ARTICLE:
□ □ □ □

I never close any bugs due to time. If they accumulate, so be it. It's a honest representation of the state of the project to would-be users. Eventually I get to it, might be many years later, but the bug was still there. When I close the bug intentionally it's because it's no longer an issue.
Maybe (most likely) this is a problem of GitHub's terminology. For genuine bugs, e.g. here's the repro, the stack trace, the code to replicate it, it happens 100% of the time if you follow these steps, I'd agree that just having it open and in the backlog would be preferable.
The problem is those make up maybe at a generous estimate, 10-15% of issues in a projects backlog. In the interests of full disclosure here's mine (I don't use stalebot) https://github.com/UglyToad/PdfPig/issues?page=1&q=is%3Aissu.... As you can see from the backlog I close almost nothing. This was a deliberate choice to avoid closing things until the fix was confirmed by the reporter.
But equally that's the first time I've opened the repository in a couple of months and the amount of angst and dread I feel just from the size of that list means I'll probably find yet another excuse not to do anything on it this coming month.
Discussions on this topic feel a lot like "technical solutions to social problems"; by which I mean "well in the ideal world a perfectly logical person would do x, y, z so the system should reflect that". And while a stalebot is the archetypal technical solution to a social problem it at least works with how maintainers work. Sometimes in life you want to ignore a problem and have it go away. When you can't do that, e.g. government bureaucracy, work stuff, social obligations, that's where stress comes from. And asking volunteer maintainers to add a whole new source of stress in their life falls apart when people get busy, or their life circumstances change, or they get ill or tired or whatever.

□ □ □ □

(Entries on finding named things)
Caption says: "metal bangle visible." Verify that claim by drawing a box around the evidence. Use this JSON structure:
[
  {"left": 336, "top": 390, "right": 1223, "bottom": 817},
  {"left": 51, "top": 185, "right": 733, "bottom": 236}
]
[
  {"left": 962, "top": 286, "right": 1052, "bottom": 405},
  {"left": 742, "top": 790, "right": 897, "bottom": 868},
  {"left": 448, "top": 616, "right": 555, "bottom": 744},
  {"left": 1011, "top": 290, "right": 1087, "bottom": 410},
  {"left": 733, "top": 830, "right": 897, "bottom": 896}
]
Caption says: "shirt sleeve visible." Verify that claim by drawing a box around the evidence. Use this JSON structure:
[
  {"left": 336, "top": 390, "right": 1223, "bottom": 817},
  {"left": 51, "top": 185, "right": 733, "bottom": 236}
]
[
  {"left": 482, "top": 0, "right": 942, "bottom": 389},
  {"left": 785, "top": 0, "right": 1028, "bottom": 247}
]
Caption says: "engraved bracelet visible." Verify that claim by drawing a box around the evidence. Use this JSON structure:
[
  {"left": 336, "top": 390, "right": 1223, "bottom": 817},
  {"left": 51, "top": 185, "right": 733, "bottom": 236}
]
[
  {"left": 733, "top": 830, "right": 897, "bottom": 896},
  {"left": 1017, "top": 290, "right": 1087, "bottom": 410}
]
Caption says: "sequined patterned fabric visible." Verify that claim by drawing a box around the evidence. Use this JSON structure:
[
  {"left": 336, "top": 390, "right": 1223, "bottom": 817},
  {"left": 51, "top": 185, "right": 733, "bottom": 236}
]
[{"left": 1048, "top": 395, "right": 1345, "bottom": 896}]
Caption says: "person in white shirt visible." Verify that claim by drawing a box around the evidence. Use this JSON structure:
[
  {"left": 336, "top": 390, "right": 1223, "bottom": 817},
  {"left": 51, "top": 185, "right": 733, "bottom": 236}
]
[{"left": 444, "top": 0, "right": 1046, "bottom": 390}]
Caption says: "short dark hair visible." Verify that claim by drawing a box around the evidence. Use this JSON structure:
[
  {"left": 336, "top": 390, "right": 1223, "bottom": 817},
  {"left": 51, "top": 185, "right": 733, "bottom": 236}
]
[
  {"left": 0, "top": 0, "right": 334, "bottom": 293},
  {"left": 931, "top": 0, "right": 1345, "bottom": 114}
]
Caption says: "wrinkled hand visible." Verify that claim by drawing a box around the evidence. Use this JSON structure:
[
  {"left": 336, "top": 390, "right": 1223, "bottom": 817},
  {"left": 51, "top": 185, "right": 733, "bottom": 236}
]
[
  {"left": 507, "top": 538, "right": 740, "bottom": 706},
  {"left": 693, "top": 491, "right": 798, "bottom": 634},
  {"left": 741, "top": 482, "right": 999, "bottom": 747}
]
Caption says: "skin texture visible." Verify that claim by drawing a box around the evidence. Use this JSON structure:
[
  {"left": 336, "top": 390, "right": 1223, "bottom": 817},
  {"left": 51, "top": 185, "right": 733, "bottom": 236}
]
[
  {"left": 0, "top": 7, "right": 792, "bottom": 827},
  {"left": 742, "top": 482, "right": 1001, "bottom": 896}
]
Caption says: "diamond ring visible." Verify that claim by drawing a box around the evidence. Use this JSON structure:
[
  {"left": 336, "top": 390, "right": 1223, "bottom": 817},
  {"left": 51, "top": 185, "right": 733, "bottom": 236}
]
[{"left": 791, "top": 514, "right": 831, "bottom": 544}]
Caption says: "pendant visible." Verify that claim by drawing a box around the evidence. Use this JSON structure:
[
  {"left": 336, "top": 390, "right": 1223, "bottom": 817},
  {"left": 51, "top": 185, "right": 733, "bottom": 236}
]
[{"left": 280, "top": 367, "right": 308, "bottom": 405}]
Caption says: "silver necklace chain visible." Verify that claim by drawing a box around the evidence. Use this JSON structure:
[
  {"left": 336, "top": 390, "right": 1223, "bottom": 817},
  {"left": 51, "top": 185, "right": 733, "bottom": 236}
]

□ □ □ □

JOB:
Translate this sentence from the discussion on closing stale bugs into Spanish: "Sometimes in life you want to ignore a problem and have it go away." Work from the discussion alone, not the data.

WRITTEN ANSWER:
A veces en la vida quieres ignorar un problema y que desaparezca.